### What is being asked
Rewrite the lines from the one containing "Can you find the soil?" through the one containing "point(346, 443)", renaming "hiking boot" as "trail shoe" and leaving everything else unchanged.

### Object location annotation items
* * *

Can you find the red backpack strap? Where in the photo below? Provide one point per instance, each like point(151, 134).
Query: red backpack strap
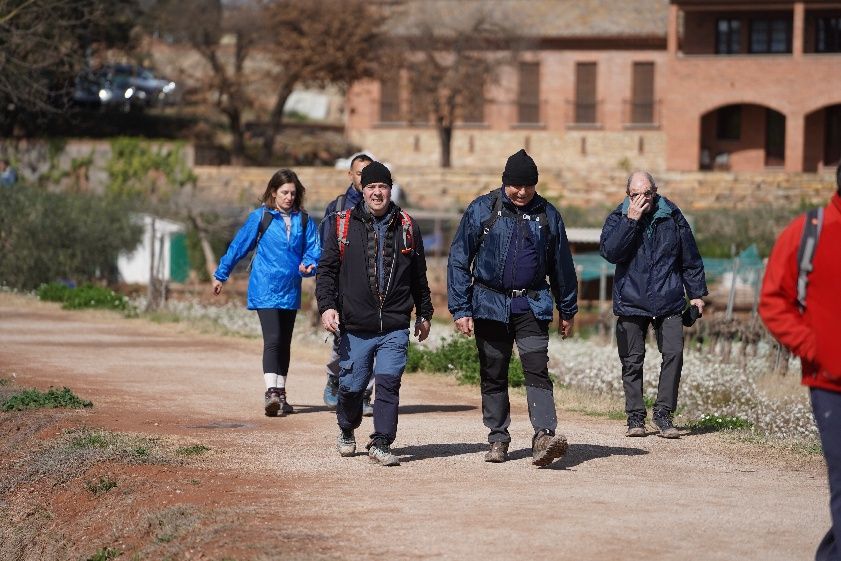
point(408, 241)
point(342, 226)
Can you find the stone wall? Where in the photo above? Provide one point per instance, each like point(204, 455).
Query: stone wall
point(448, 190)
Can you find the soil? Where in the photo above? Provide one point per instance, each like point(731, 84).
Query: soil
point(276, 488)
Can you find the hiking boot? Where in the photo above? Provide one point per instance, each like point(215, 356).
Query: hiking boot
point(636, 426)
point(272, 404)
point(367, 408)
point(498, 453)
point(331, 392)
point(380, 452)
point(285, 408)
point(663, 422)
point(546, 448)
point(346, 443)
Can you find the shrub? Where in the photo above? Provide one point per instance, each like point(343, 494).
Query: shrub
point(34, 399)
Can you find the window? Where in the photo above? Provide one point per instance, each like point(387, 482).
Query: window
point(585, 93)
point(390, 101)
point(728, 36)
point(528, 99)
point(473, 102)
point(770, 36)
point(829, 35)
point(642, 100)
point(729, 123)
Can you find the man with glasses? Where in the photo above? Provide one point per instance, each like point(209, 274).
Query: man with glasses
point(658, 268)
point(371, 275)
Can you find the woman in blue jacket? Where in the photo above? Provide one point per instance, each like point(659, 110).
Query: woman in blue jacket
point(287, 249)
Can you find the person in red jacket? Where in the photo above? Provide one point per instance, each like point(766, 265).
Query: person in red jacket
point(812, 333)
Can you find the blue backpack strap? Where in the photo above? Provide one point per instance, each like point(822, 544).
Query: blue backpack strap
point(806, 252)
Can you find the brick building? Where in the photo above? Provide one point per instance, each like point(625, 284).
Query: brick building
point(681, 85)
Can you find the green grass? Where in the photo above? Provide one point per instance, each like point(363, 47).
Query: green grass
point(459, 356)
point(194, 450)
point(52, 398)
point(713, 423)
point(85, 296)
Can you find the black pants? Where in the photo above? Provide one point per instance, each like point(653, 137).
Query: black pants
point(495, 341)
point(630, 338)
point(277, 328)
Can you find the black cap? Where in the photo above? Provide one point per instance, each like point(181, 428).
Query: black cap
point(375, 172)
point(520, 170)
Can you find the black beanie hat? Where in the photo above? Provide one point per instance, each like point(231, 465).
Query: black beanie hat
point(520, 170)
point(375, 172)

* * *

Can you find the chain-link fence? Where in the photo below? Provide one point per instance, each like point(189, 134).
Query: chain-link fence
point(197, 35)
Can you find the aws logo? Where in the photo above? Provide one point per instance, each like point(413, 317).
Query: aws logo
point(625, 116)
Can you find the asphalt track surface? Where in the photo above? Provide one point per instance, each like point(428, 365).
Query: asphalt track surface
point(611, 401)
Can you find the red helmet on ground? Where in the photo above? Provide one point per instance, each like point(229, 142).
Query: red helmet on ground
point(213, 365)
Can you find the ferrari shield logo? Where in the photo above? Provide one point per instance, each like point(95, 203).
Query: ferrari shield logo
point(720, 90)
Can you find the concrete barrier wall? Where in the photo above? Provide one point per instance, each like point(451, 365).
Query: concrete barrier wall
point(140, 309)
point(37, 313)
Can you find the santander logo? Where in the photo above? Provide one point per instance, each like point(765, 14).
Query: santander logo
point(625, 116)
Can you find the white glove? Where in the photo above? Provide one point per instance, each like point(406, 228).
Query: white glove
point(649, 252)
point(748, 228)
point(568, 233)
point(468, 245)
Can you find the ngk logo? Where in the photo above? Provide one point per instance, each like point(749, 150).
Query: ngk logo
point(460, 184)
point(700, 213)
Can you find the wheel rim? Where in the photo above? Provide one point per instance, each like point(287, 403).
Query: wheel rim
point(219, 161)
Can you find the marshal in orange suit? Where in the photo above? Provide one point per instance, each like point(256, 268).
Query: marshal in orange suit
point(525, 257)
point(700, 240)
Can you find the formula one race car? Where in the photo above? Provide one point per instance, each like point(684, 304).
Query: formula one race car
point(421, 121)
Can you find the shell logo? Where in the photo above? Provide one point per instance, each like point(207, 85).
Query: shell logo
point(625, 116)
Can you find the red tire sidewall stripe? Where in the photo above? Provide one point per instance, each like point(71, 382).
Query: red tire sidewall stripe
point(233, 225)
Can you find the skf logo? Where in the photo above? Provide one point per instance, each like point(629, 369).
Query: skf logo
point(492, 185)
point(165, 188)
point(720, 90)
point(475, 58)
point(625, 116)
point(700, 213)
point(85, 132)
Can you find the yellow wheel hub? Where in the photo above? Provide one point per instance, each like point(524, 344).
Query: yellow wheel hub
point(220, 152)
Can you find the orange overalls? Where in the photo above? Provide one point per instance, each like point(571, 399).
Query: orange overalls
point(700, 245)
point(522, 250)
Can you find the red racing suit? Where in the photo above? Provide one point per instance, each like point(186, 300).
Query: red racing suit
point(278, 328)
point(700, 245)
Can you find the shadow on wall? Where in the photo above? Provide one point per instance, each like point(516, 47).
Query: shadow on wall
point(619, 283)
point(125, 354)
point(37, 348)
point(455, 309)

* * *

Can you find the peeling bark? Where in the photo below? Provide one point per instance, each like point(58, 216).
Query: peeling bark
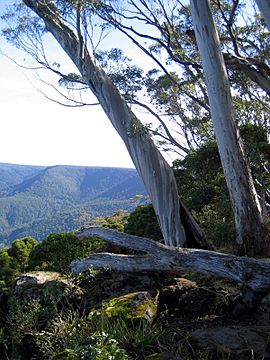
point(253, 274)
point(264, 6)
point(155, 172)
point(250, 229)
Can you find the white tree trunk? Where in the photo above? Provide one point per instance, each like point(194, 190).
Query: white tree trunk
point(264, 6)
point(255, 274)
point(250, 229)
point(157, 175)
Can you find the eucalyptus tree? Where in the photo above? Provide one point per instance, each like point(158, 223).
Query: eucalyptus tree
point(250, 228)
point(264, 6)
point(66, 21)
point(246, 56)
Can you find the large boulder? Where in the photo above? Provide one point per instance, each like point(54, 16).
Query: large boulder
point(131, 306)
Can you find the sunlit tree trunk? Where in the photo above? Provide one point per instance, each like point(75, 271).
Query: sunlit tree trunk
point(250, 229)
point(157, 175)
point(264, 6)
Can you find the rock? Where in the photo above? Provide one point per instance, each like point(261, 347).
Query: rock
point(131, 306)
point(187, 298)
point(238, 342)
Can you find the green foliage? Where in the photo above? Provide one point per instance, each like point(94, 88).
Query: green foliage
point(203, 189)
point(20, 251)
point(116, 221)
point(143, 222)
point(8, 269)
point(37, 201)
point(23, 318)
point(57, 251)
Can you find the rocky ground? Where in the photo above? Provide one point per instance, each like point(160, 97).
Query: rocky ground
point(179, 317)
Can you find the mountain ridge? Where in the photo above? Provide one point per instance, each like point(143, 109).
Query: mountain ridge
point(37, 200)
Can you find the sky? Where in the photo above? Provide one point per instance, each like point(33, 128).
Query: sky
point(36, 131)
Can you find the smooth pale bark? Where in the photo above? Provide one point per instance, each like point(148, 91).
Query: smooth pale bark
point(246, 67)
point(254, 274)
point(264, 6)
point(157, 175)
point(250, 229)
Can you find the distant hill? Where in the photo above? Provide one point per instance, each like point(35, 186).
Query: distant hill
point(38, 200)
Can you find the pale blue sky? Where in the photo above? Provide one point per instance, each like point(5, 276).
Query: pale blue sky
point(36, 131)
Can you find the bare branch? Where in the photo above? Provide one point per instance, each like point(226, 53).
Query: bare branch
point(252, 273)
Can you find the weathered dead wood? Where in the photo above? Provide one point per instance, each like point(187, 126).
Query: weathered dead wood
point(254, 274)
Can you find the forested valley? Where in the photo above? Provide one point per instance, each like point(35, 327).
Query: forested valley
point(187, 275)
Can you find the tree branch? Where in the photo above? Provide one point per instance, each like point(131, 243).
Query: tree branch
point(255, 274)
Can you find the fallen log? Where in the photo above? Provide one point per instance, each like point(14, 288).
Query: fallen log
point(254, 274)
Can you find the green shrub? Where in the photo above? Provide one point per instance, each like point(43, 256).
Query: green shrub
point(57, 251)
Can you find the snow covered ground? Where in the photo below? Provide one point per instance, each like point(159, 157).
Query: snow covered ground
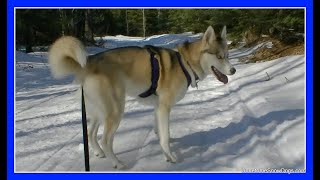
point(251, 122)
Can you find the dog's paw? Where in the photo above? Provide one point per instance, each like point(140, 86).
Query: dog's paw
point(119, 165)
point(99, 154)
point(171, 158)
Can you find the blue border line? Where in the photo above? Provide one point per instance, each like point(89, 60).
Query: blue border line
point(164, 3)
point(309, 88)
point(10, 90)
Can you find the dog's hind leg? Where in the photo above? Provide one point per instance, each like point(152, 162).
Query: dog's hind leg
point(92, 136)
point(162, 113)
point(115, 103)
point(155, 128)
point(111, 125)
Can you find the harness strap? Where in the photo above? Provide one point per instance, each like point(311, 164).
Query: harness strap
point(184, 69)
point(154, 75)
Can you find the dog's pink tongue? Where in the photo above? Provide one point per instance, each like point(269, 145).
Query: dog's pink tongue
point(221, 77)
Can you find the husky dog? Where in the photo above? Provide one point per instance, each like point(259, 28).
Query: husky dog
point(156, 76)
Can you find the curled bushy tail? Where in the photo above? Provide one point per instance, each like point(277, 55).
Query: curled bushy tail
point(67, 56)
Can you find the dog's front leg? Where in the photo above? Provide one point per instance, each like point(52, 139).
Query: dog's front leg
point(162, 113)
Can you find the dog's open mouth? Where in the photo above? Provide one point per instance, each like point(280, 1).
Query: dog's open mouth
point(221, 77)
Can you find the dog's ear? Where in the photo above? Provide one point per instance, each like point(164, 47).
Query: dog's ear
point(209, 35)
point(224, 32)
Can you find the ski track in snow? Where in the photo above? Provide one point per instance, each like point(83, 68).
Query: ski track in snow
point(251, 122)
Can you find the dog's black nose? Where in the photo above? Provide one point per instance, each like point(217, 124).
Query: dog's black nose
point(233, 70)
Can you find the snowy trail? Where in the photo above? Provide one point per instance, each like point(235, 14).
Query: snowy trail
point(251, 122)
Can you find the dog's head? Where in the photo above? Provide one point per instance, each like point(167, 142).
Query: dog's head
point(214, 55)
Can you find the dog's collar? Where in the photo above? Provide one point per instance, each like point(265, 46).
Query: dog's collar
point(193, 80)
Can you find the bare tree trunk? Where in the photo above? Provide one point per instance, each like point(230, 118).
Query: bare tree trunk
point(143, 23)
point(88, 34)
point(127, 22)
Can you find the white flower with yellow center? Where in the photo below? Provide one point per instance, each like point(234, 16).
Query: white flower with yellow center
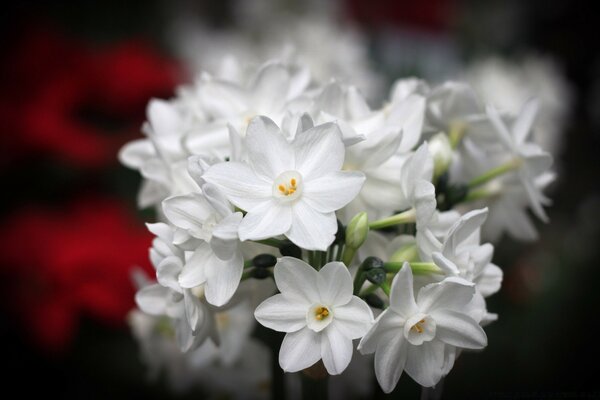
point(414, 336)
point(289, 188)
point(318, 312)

* * *

### Answer in full
Can you find the soil? Where in the photo above? Provide one point per instance, each like point(731, 84).
Query: soil
point(276, 488)
Can you find the trail shoe? Where in the photo above? Provide one point per instance, each like point(215, 356).
Query: trail shoe
point(636, 426)
point(272, 404)
point(367, 408)
point(498, 453)
point(331, 392)
point(380, 452)
point(285, 408)
point(663, 422)
point(546, 448)
point(346, 443)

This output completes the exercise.